§ **Written request**
Extend the guide on keeping an English study blog, starting right after its final sentence.
╭─ Selection
Think About Your Thoughts and Feelings in the Section You’ve Read

So, you’ve thought of the events that happened in the section you’re writing about. Now, it’s time to consider your thoughts and feelings during each of these events.

For each of the events in the section that you read, try to answer these questions:

  • How did you feel when you were reading the event? (I was shocked when the cat turned into a woman)
  • Why did you feel this way? (Turning from a cat to a person must be some sort of magic spell, and I wasn’t expecting magic to happen so early on)
  • What were you thinking when reading the event? (I thought that Dumbledore is a strange person)
  • Why did you think that? (He is dressed very strangely and seems to be very happy even though two people died)
  • What did you think would happen next? (I think the Dursleys won’t treat Harry very well)
  • Why do you think this will happen? (because they didn’t like his parents. They don’t seem to like anything weird or unusual. Plus, Dudley seems like a spoilt brat. I don’t think he’d want to share anything with his cousin)

Of course, you might not be able to answer those questions for each event. However, do your best. The more you think about your thoughts and feelings during these events, the easier it will be to write your blog post.

Start Writing the Reaction Blog Post

Now, it’s time to actually start writing.

You should only write about one section/chapter/scene per blog post. Don’t go over that, if you can. That will help you to sort through your blog easier. Each chapter will have its own post, so you can click directly on that when you want to revise.

to write a good reaction blog post, there are a few things you should do.

  1. The first paragraph should be a general summary of what happened in the whole chapter/section. This should be between 30 and 75 words. Keep it short. You’ll go into detail about the events.
  2. Start a new paragraph every time you talk about a new event. For each event, explain what happened in detail. Then, discuss your thoughts and feelings. Tell us why you felt/thought that way.
  3. In your final paragraphs, talk about what you think will happen next. Explain why you think this.

If you want to improve the quality, you can also talk about the setting and characters. Explain who was likeable and who wasn’t. Tell us how the setting made you feel and why.

For students aiming for the top grades, talk about the writer’s intentions. Why did they include these events? Why are these characters likeable or unlikeable? What is the purpose of the setting in this chapter/section?

That’s it! You’ve done your first reaction post! Press “publish”!


Write a Post For Each Theme in a Text

For an English study blog, writing about a text’s themes is extremely important.
╰─
╭─ Dataset
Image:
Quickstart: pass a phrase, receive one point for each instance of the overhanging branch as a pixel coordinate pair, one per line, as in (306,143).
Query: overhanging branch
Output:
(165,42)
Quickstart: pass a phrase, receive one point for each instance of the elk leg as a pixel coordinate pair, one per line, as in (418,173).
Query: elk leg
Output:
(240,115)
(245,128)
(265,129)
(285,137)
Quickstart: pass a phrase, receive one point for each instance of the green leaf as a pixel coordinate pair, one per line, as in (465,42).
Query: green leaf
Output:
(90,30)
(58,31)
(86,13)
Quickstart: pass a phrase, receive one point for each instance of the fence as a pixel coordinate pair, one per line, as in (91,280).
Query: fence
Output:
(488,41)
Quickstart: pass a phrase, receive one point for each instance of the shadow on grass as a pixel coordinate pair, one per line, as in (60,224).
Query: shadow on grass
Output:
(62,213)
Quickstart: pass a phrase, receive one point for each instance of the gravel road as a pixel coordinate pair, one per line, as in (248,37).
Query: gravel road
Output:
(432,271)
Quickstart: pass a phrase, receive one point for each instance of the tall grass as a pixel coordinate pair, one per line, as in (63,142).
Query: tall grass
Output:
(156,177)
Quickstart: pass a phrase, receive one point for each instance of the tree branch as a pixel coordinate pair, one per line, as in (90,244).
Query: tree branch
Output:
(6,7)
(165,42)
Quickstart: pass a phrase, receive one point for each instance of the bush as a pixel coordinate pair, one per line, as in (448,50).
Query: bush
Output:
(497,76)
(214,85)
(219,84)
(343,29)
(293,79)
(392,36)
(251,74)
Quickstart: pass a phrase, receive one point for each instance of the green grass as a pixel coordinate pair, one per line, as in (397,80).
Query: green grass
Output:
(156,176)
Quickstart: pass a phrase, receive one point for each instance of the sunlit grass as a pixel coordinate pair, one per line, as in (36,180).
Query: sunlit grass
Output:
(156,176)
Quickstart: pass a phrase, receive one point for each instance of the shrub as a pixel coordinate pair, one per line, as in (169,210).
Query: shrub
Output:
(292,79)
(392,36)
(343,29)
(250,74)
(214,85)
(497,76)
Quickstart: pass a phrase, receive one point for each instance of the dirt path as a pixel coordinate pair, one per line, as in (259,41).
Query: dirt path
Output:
╰─
§ **Expected answer**
What is a theme? Well, it’s an idea or message that appears throughout a text. Some examples include:

  • Family
  • Friendship
  • Religion vs Science
  • Love
  • Madness
  • Anger
  • Violence
  • The Supernatural
  • Regret
  • Ambition
  • Appearance vs Reality

Every single text you study in English will have lots of different themes. The same goes for films and TV shows, too! In fact, all art is full of themes!

Almost all essay questions in English literature ask you to talk about a specific theme. The exception would be the character or setting questions, but even they rely on themes, too! So, it’s essential you get the hang of them.

So, write a blog post for each one.

The main topic of the post should be “What does [writer] say about [theme]?” Make sure you write a least three things that the writer says about it.

For a great example, let’s take Encanto. What do the writers say about family?

  • Strong family bonds are a form of magic.
  • Trauma can be passed down and cause strains on families.
  • If you are obsessed with keeping up your image, you can lose sight of what matters.
  • It is important to value all members of the family.
  • Talking to each other and showing compassion can solve issues.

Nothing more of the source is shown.